_WRITTEN INSTRUCTION_
Filter the items below and copy each line that contains the string "castle".

— BEGIN SUPPLIED ENTRIES —

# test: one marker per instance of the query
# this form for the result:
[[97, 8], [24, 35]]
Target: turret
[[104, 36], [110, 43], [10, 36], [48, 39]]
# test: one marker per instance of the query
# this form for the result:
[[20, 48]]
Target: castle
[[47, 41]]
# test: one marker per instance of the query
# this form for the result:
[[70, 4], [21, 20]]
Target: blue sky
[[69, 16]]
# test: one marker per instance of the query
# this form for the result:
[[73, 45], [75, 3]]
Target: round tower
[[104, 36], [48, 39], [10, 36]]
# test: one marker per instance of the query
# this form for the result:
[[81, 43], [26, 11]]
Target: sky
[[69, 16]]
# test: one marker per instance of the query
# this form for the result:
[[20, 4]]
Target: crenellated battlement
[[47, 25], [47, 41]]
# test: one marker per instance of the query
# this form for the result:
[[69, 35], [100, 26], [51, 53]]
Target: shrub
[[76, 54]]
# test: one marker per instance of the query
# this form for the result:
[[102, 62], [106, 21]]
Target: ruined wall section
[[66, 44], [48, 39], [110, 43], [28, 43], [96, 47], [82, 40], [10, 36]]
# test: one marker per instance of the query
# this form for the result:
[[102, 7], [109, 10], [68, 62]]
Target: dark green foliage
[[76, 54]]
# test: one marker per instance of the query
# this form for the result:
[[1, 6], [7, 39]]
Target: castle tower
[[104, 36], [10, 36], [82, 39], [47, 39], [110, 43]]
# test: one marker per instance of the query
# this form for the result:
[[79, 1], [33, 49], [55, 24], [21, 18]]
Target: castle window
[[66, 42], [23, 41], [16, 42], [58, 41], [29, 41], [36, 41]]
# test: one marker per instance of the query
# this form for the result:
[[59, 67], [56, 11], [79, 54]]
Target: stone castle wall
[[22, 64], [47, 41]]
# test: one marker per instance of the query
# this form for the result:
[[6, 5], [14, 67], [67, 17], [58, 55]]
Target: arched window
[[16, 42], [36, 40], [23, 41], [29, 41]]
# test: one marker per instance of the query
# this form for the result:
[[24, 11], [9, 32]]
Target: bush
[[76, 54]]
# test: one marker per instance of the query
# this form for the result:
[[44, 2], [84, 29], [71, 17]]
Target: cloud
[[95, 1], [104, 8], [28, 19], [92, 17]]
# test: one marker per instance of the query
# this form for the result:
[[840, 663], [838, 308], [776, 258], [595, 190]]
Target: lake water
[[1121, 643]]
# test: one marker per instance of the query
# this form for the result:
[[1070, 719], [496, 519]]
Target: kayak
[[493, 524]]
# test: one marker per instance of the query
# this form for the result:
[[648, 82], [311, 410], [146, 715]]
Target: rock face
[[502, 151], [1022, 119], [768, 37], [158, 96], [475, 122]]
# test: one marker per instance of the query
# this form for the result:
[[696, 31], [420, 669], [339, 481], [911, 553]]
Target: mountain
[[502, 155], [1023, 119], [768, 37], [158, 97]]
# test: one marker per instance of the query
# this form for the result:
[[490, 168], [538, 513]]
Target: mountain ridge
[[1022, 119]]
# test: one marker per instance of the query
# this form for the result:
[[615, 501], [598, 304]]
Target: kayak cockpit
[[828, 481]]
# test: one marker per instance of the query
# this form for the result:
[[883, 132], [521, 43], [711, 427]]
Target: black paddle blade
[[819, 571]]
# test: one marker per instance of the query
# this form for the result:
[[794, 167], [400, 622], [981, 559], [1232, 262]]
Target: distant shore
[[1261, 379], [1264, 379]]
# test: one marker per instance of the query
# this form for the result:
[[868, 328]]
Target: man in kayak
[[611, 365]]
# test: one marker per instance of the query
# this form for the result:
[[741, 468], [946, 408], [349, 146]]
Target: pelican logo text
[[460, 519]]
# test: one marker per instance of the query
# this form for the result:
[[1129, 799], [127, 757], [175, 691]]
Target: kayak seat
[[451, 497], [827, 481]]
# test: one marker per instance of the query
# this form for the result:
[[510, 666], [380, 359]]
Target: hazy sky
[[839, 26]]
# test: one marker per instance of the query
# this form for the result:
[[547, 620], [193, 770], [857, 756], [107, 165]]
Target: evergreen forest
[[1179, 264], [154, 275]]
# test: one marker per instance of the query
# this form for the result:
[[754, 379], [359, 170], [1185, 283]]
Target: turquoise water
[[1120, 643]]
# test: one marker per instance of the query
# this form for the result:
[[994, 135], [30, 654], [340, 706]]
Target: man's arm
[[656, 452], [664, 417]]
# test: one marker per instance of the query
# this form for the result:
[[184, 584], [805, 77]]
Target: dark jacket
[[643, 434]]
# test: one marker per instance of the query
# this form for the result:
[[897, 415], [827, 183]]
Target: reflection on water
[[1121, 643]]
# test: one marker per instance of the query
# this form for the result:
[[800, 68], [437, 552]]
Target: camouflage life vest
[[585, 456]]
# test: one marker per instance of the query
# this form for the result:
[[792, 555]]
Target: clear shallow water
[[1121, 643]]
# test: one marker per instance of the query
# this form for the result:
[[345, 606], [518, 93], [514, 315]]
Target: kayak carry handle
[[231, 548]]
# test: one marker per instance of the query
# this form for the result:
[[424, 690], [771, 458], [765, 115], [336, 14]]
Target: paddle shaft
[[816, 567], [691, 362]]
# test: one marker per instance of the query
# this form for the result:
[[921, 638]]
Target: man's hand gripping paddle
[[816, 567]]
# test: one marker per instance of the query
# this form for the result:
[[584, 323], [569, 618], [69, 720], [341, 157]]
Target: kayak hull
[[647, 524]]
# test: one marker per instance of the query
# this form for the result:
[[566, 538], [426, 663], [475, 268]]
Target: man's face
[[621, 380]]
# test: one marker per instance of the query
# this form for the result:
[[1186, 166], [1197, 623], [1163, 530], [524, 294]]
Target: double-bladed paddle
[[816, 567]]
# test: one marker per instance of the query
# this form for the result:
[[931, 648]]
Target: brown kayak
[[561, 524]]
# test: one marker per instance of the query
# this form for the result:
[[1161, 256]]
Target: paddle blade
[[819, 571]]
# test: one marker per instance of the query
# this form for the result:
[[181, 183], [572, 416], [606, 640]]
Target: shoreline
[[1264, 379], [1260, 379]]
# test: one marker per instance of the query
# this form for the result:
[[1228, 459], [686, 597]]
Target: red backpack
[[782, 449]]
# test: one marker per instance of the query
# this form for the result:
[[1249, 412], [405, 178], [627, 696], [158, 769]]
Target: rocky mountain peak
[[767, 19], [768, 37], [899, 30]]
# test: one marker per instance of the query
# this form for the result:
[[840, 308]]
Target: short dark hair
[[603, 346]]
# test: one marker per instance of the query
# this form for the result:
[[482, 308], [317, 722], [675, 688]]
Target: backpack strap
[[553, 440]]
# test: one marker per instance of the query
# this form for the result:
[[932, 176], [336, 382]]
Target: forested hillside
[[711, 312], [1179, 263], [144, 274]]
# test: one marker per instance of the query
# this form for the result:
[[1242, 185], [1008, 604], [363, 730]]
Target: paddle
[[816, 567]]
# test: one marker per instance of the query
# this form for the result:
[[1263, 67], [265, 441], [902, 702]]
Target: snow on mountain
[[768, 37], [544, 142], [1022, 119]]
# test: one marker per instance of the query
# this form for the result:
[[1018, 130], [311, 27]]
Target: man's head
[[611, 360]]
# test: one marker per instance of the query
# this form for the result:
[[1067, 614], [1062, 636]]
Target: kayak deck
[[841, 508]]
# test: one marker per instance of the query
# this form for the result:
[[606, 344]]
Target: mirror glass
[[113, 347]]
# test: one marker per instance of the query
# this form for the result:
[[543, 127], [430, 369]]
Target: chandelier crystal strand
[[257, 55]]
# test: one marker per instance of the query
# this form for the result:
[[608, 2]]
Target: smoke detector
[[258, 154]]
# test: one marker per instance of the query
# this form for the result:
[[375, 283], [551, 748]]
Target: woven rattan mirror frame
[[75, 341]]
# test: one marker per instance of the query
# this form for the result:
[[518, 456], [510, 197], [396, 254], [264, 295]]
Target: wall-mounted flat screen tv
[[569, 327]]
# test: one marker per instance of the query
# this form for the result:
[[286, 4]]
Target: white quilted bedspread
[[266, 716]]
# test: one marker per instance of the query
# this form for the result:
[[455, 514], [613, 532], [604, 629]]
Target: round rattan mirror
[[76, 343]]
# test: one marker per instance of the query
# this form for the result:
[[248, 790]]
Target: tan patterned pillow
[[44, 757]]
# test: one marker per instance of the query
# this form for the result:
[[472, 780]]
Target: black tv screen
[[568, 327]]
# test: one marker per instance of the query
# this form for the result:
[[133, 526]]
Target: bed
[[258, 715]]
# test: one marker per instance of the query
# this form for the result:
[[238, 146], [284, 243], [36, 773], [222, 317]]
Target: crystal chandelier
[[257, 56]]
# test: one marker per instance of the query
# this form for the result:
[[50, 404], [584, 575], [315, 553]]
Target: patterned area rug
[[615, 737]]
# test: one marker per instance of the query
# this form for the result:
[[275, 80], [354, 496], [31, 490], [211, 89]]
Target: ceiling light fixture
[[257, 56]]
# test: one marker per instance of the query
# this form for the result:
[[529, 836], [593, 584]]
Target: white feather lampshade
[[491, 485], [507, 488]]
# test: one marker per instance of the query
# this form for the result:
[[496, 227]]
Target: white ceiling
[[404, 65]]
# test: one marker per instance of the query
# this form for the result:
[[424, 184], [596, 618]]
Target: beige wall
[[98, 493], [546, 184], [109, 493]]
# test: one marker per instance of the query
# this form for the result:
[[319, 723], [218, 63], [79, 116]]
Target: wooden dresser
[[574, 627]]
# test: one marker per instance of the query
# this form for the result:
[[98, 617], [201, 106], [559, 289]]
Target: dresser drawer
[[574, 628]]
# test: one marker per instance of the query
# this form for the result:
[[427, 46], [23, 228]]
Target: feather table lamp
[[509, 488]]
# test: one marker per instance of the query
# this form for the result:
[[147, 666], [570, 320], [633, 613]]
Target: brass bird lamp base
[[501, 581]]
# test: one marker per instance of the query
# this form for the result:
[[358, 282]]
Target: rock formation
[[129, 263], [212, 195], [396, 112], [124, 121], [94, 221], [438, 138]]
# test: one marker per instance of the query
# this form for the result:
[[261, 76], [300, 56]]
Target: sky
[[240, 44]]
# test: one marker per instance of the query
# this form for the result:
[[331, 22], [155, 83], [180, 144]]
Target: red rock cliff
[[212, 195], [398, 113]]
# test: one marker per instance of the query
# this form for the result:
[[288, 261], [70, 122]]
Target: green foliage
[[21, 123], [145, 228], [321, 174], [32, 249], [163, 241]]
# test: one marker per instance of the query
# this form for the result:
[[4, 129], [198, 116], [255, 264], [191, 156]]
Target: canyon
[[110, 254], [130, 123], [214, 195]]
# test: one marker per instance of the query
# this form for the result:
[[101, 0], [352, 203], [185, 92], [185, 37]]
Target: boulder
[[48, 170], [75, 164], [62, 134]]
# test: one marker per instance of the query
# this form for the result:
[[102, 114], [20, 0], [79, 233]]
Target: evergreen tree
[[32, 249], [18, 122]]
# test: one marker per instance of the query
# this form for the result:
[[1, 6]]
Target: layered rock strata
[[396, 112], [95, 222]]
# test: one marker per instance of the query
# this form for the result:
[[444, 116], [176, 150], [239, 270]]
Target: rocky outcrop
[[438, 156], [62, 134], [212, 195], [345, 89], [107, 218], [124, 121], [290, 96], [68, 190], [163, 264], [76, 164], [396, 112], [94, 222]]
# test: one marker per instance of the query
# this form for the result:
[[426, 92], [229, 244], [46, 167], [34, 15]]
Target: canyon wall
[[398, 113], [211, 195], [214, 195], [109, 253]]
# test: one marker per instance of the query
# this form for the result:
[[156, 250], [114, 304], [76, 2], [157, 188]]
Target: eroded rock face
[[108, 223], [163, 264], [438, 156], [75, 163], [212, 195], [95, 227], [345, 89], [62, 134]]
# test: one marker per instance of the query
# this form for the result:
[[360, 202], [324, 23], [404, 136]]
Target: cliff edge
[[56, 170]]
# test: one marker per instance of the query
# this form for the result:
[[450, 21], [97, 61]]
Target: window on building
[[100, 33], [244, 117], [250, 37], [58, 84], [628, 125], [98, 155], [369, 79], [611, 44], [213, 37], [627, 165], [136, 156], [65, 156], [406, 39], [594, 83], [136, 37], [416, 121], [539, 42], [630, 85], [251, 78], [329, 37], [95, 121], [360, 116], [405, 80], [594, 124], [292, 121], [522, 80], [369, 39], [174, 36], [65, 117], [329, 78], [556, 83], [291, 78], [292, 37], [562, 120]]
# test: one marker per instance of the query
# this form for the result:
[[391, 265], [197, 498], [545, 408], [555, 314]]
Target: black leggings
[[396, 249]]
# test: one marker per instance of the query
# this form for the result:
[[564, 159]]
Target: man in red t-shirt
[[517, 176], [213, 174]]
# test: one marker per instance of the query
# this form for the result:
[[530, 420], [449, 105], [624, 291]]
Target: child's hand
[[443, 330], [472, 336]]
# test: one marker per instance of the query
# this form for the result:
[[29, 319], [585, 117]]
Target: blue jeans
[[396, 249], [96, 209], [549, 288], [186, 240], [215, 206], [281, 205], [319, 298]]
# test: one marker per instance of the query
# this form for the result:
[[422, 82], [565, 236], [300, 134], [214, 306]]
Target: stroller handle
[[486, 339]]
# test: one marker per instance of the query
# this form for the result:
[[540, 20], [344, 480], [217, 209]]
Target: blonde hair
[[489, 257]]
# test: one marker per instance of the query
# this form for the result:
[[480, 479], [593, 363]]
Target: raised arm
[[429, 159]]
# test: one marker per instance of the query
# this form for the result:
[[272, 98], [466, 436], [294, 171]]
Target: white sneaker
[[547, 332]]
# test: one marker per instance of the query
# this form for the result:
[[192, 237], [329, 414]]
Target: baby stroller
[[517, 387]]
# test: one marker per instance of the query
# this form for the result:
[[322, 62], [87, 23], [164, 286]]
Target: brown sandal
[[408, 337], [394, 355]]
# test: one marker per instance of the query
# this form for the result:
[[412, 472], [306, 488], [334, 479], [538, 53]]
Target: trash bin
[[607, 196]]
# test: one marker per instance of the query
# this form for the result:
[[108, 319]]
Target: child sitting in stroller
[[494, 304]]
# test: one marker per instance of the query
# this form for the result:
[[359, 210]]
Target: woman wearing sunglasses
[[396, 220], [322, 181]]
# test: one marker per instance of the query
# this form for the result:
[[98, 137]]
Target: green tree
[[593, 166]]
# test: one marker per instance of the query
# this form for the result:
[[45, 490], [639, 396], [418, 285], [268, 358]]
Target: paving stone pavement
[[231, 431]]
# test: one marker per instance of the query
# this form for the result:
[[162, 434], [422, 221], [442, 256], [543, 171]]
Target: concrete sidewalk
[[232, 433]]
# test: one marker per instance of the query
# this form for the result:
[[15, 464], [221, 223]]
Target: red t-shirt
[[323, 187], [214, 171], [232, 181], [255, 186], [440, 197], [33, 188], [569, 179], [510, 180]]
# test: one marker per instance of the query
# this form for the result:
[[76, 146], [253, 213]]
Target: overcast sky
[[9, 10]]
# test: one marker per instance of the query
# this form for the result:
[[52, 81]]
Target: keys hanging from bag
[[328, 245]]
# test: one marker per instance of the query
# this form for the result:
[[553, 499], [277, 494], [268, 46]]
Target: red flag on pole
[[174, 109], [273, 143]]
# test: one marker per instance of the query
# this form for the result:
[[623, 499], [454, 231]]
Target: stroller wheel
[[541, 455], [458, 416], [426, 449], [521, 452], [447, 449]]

— END SUPPLIED ENTRIES —

_THE RESPONSE_
Target: castle
Target: castle tower
Target: castle window
Target: stone castle wall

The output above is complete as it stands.